## ZU ERLEDIGENDE AUFGABE
Greifen Sie bitte den Text über den Eisbade-Workshop nach seinem letzten Satz auf und schreiben Sie ihn weiter.

## VORGEGEBENER TEXT
● ● ● ●

Jetzt heißt es abrufen, was wir zuvor trainiert haben: Kontrolliert atmen, sich auf den Fluss der Luft durch die Lungenflügel zu konzentrieren. Die erste Minute ist vorbei, ich atme weiter. Das Gefühl, gerade mittendrin im Eisbad zu sein, und das Wissen, es durchhalten zu können, pushen mich. Immer weiter atmen.
„Zwei Minuten“, heißt es von draußen. Ich bewege mich langsam zur Leiter und steige aus dem Wasser. Die Glücksgefühle, die jetzt einschießen, sind unbezahlbar. Geschafft! Und das, obwohl Kälte an sich mein absoluter Endgegner ist.
Eisbaden erfreut sich immer größerer Beliebtheit. Wer an Seen oder Flüssen unterwegs ist, sieht dieser Tage immer wieder mutige Menschen in Pudelmützen, die sich ins nur wenige Grad kalte Wasser wagen.
Daniel Fetz als Profi
Daniel Fetz bietet seit einigen Jahren Eisbade-Workshops in Oberösterreich an, das Interesse ist stetig steigend. Der amtierende Ü30-Weltmeister im Wakeboarden schwört auf das Gesamtpaket, sprich die vielen Vorteile für Körper und Geist (siehe Zusatzbericht unten.), die Wissenschaft gibt ihm recht.
Mehr als 30 Menschen haben sich an diesem Samstagvormittag zusammengefunden. Zuerst geht es um die Theorie der richtigen Atmung, dazu werden viele spannende Details zu physiologischen Vorgängen verständlich portioniert. Nach einer einstündigen Atemsitzung, in der wir lernen, unsere Atmung bewusst zu steuern, ist die Theorie zum Eisbaden an der Reihe.
Bittersüßer Schmerz
„Ich werde euch nicht anlügen, ihr werdet Schmerzen haben, aber es ist ein bittersüßer Schmerz“, lacht Daniel Fetz, der mehrmals pro Woche ins kalte Wasser steigt. Mit viel Witz und Wissen erklärt Fetz, von allen nur „Fetzy“ genannt“, was am See passieren wird, warum die Gruppendynamik entscheidend ist („Unterstützt einandern gegenseitig!“) und wie wir unsere soeben erworbenen Werkzeuge konkret einsetzen können. Einige von uns sind unsicher: Soll ich das wirklich machen?

● ● ● ●

## AUSZUG DER DATEN
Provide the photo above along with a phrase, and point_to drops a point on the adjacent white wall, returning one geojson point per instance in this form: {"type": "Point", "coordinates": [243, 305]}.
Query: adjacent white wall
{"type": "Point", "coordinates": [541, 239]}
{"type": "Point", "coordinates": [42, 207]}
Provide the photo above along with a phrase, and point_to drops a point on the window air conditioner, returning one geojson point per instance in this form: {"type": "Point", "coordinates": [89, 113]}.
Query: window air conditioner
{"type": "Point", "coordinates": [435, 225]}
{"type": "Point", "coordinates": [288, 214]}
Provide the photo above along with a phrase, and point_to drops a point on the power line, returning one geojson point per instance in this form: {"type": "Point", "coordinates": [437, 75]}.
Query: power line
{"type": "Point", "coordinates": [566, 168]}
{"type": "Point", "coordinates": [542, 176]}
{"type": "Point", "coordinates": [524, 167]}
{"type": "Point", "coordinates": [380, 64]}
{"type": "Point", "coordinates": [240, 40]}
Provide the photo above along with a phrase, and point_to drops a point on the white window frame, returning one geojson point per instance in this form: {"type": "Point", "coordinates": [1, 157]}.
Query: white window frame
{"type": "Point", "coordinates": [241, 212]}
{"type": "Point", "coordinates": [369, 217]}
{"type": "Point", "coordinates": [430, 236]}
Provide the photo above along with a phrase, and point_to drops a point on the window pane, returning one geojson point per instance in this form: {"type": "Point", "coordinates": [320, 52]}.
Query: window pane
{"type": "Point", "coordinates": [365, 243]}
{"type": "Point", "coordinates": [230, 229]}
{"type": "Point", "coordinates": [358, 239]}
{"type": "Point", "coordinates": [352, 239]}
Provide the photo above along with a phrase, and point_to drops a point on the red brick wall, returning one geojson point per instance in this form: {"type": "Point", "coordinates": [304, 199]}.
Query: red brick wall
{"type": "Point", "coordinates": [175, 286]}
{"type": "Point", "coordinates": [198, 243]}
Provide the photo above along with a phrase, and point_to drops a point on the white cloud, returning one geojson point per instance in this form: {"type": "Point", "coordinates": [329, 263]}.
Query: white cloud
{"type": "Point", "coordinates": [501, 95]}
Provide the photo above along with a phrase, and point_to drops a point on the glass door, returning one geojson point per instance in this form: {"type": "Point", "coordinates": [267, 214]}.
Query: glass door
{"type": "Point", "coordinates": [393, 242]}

● ● ● ●

## ERGEBNIS DER ÜBUNG
Am Ende gehen alle ins Wasser, alle schaffen die zwei Minuten, einige bleiben vier Minuten im See. Nachgebibbert wird noch lange, mein Körper braucht Stunden, um sich wieder komplett zu erwärmen. Wie bei vielen Dingen zählt auch beim Eisbaden die Regelmäßigkeit. Kältekur als Alltagsroutine, das wär’s also.
Tipps für den Start
Vorbereitung
Die richtige Atmung (länger aus- als einatmen) ist entscheidend und damit der Körper vom Eisbad profitieren kann: Deswegen vorab informieren, sich einlesen und/oder einen Kurs belegen. Niemals ohne Vorbereitung ins kalte Wasser gehen.
Dauer
Mediziner raten, mit wenigen Sekunden zu beginnen. Zwei bis vier Minuten sind unbedenklich, ab dann wird es anstrengend für den Körper, ab zehn Minuten ist Eisbaden sogar lebensbedrohlich.
Nie alleine
Auch ein gesunder Mensch kann einen Krampf bekommen, kollabieren oder aus einem anderen Grund Hilfe benötigen: Deswegen immer nur in Gesellschaft Eisbaden, niemals Soloaktionen starten
"Positive Signale in Studien belegt"
Was spricht aus wissenschaftlicher Sicht für oder gegen das Eisbaden? Jörg Kellermair ist Kardiologe und Intensivmediziner am Linzer Keplerklinikum und somit Experte auf diesem Gebiet: „Es gibt mittlerweile eine Reihe an wissenschaftlichen Studien, die die positiven Signale des Eisbadens für alle Menschen, die kardiovaskulär gesund sind, belegen.“Kellermair zählt folgende Pluspunkte auf: „Es regt den Stoffwechsel an, hilft bei der Fettverbrennung, steigert die Konzentrations- und Merkfähigkeit, wirkt sich positiv auf die Haut aus. Ebenso ist belegt, dass die Muskelregeneration viel schneller funktioniert. Das ist auch der Grund, warum mittlerweile viele Spitzensportler das Eisbaden nach Wettkämpfen nutzen. Natürlich sind die Hormonausschüttungen nach so einem Erlebnis nicht zu vernachlässigen, man empfindet Glücksgefühle.“
Wer soll auf keinen Fall ins kalte Wasser hüpfen? „Menschen mit Durchblutungsstörungen und Erkrankungen der Herzkranzgefäße – die Mehrbelastung für das Herz wäre viel zu gefährlich. Und alle, die sonstige Probleme mit dem Herz oder dem Kreislauf haben, sollten sich unbedingt vorab einen ärztlichen Rat einholen“, sagt Experte Jörg Kellermair.